=== Task ===
Reproduce all of the records below with "single dot" swapped for "single marker" wherever it appears. Keep every other character unchanged.

★ ★ ★ ★ ★ ★ ★

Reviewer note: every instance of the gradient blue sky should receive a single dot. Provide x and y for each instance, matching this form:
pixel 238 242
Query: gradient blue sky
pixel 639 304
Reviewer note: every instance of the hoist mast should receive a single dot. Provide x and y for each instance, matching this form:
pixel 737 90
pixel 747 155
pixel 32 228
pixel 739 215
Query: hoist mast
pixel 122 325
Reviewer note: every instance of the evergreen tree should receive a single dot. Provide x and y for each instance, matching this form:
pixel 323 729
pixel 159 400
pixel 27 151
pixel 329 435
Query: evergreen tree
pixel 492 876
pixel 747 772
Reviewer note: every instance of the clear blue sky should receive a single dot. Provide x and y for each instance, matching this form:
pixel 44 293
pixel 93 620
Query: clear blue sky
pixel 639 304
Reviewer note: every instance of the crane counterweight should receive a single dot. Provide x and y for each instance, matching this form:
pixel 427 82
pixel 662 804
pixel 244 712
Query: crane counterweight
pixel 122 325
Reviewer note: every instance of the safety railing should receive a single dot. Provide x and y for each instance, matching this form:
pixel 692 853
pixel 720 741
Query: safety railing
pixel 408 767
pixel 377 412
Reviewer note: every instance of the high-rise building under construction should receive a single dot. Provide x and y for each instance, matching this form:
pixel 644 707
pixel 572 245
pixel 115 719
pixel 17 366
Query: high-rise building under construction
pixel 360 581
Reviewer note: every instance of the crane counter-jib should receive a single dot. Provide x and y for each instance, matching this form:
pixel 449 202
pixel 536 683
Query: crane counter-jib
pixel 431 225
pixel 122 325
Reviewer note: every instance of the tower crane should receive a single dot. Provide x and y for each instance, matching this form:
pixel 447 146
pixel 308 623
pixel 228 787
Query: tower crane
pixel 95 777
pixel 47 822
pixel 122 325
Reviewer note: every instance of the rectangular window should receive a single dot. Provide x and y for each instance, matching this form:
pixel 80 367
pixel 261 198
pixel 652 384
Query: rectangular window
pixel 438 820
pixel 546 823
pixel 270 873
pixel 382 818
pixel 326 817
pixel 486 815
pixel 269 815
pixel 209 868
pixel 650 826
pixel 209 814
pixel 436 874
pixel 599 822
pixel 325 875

★ ★ ★ ★ ★ ★ ★

=== Full solution ===
Reviewer note: every instance of the gradient blue sky should receive a single marker. Provide x and y for each instance, matching this form:
pixel 238 242
Query: gradient blue sky
pixel 639 304
Reviewer note: every instance of the hoist mast should receive a single marker. Provide x and y for each instance, matching this form:
pixel 737 90
pixel 747 155
pixel 32 228
pixel 739 215
Query: hoist mast
pixel 122 325
Reviewer note: every instance of the evergreen tree should receive a single marker. Provide x and y for each instance, matching this form:
pixel 323 729
pixel 159 400
pixel 27 151
pixel 329 435
Query: evergreen tree
pixel 492 876
pixel 747 772
Reviewer note: every instance of the clear blue sky should receive a single marker. Provide x and y for each instance, matching this form:
pixel 44 293
pixel 93 620
Query: clear blue sky
pixel 639 304
Reviewer note: every instance of the crane counterweight should receive a single marker. Provide x and y for each instance, matching this form:
pixel 427 82
pixel 662 804
pixel 244 712
Query: crane counterweight
pixel 122 325
Reviewer note: every instance of the safety railing should receive a single marker. Provide x and y for each instance, matching this form:
pixel 692 853
pixel 720 741
Query: safety railing
pixel 408 767
pixel 377 412
Reviewer note: every instance of the high-rise building under construction should receive a single marker. Provide x and y for each instance, matching this form:
pixel 644 707
pixel 572 245
pixel 115 719
pixel 17 366
Query: high-rise building under construction
pixel 360 581
Reviewer note: every instance of the crane counter-jib should receive a single marker. Provide x and y for each instance, matching this form:
pixel 449 202
pixel 536 683
Query: crane counter-jib
pixel 431 225
pixel 122 325
Reviewer note: every instance of the tower crane should receive a single marker. Provide x and y for each instance, matching this form:
pixel 447 146
pixel 308 623
pixel 228 787
Query: tower crane
pixel 95 777
pixel 47 822
pixel 122 325
Reviewer note: every instance of the rectangular window should receive a single marker. Provide x and y for each instance, matching this form:
pixel 80 367
pixel 261 198
pixel 652 384
Query: rectangular window
pixel 438 820
pixel 546 823
pixel 270 873
pixel 382 818
pixel 326 817
pixel 486 815
pixel 269 815
pixel 209 868
pixel 650 826
pixel 209 814
pixel 436 874
pixel 599 822
pixel 325 875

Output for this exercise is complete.